What if Obama was African?

Many Portuguese speaking bloggers from African countries are writing and commenting about a food for thought article by Mozambican author Mia Couto, originally published at local newspaper Savana on November 14th and that has made rounds on mail boxes ever since. In the article, Couto says that he was one of the many Africans to celebrate Obama's victory at the same time that he noticed the messages of solidarity from African leaders, who would call Obama “our brother”. The author wondered if those leaders were sincere and doubted it: “In the rush to see only others’ prejudices, we are not able to see our own racism and xenophobia”. In short, Couto believes that if Obama was the presidential candidate at an imaginary African countries’ elections, he would not have the same opportunities that allowed him to be elected president of the United States. The author believes this need not to be this way, wrapping up the article with this paragraph:

No mesmo dia em que Obama confirmava a condição de vencedor, os noticiários internacionais abarrotavam de notícias terríveis sobre África. No mesmo dia da vitória da maioria norte-americana, África continuava sendo derrotada por guerras, má gestão, ambição desmesurada de políticos gananciosos. Depois de terem morto a democracia, esses políticos estão matando a própria política. Resta a guerra, em alguns casos. Outros, a desistência e o cinismo. Só há um modo verdadeiro de celebrar Obama nos países africanos: é lutar para que mais bandeiras de esperança possam nascer aqui, no nosso continente. É lutar para que Obamas africanos possam também vencer. E nós, africanos de todas as etnias e raças, vencermos com esses Obamas e celebrarmos em nossa casa aquilo que agora festejamos em casa alheia.

● RECORD EXCERPTS
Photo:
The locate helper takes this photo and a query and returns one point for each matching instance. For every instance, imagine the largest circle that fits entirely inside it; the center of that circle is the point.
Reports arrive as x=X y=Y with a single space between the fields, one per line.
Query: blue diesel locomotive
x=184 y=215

● WRITTEN REQUEST 1
Copy the part of the Obama article starting with "No mesmo dia em" and going on through "em casa alheia.", substituting "território" for "continente".
● WRITTEN REQUEST 2
According to the Obama article, in which newspaper was Mia Couto's piece first published?
Rely only on the article about Obama for what comes next.

● WORKED ANSWER 1
No mesmo dia em que Obama confirmava a condição de vencedor, os noticiários internacionais abarrotavam de notícias terríveis sobre África. No mesmo dia da vitória da maioria norte-americana, África continuava sendo derrotada por guerras, má gestão, ambição desmesurada de políticos gananciosos. Depois de terem morto a democracia, esses políticos estão matando a própria política. Resta a guerra, em alguns casos. Outros, a desistência e o cinismo. Só há um modo verdadeiro de celebrar Obama nos países africanos: é lutar para que mais bandeiras de esperança possam nascer aqui, no nosso território. É lutar para que Obamas africanos possam também vencer. E nós, africanos de todas as etnias e raças, vencermos com esses Obamas e celebrarmos em nossa casa aquilo que agora festejamos em casa alheia.

● WORKED ANSWER 2
It was first published in the local newspaper Savana on November 14th.